What the task asks:
What is needed is an exact copy of all the entries.

Data for review:
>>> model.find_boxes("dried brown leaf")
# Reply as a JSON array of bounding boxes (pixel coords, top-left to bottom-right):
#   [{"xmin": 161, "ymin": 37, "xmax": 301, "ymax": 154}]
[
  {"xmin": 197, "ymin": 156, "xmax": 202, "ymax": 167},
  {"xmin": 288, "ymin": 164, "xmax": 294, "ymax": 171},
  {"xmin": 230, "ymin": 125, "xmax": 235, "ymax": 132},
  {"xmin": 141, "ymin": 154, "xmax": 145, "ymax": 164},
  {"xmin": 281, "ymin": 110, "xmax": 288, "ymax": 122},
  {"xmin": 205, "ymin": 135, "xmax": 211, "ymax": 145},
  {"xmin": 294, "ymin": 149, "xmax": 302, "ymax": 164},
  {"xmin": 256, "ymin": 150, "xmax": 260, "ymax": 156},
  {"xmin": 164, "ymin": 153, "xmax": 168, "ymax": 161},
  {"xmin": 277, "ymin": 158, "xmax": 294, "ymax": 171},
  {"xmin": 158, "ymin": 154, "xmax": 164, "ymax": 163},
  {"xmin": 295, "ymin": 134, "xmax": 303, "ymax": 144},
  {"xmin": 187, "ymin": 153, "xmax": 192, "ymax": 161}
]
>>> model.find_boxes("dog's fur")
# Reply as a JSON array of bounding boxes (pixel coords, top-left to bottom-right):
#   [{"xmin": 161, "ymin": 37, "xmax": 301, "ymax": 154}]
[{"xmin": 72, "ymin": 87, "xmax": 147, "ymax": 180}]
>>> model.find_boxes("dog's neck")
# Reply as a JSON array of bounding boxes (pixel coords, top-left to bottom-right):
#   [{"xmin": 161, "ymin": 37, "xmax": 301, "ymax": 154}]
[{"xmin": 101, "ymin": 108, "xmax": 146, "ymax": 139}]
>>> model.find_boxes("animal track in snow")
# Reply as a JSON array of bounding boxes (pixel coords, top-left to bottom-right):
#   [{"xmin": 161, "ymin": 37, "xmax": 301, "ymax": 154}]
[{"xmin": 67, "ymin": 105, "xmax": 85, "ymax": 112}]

Task answer:
>>> model.find_boxes("dried brown leaf")
# Reply as a JSON array of bounding boxes (pixel coords, top-left to bottom-right):
#   [{"xmin": 161, "ymin": 37, "xmax": 301, "ymax": 154}]
[
  {"xmin": 197, "ymin": 156, "xmax": 202, "ymax": 167},
  {"xmin": 288, "ymin": 164, "xmax": 294, "ymax": 171},
  {"xmin": 230, "ymin": 125, "xmax": 235, "ymax": 132},
  {"xmin": 141, "ymin": 154, "xmax": 145, "ymax": 164},
  {"xmin": 281, "ymin": 110, "xmax": 288, "ymax": 122},
  {"xmin": 205, "ymin": 135, "xmax": 211, "ymax": 145},
  {"xmin": 294, "ymin": 149, "xmax": 302, "ymax": 164},
  {"xmin": 256, "ymin": 150, "xmax": 260, "ymax": 156},
  {"xmin": 164, "ymin": 153, "xmax": 168, "ymax": 161},
  {"xmin": 277, "ymin": 158, "xmax": 294, "ymax": 171},
  {"xmin": 158, "ymin": 154, "xmax": 164, "ymax": 163},
  {"xmin": 295, "ymin": 134, "xmax": 303, "ymax": 144},
  {"xmin": 187, "ymin": 153, "xmax": 192, "ymax": 161}
]
>>> model.find_boxes("dog's fur")
# Reply as a JSON array of bounding boxes (pixel coords, top-left to bottom-right):
#   [{"xmin": 161, "ymin": 37, "xmax": 301, "ymax": 154}]
[{"xmin": 72, "ymin": 87, "xmax": 147, "ymax": 180}]
>>> model.find_boxes("dog's neck")
# Reply as a JSON array of bounding boxes (pixel coords, top-left to bottom-right):
#   [{"xmin": 161, "ymin": 37, "xmax": 301, "ymax": 154}]
[{"xmin": 101, "ymin": 108, "xmax": 146, "ymax": 139}]
>>> model.find_boxes("animal track in snow")
# Reply as a JSON array of bounding boxes (pixel coords, top-left to bottom-right):
#   [{"xmin": 161, "ymin": 37, "xmax": 301, "ymax": 154}]
[{"xmin": 67, "ymin": 105, "xmax": 85, "ymax": 112}]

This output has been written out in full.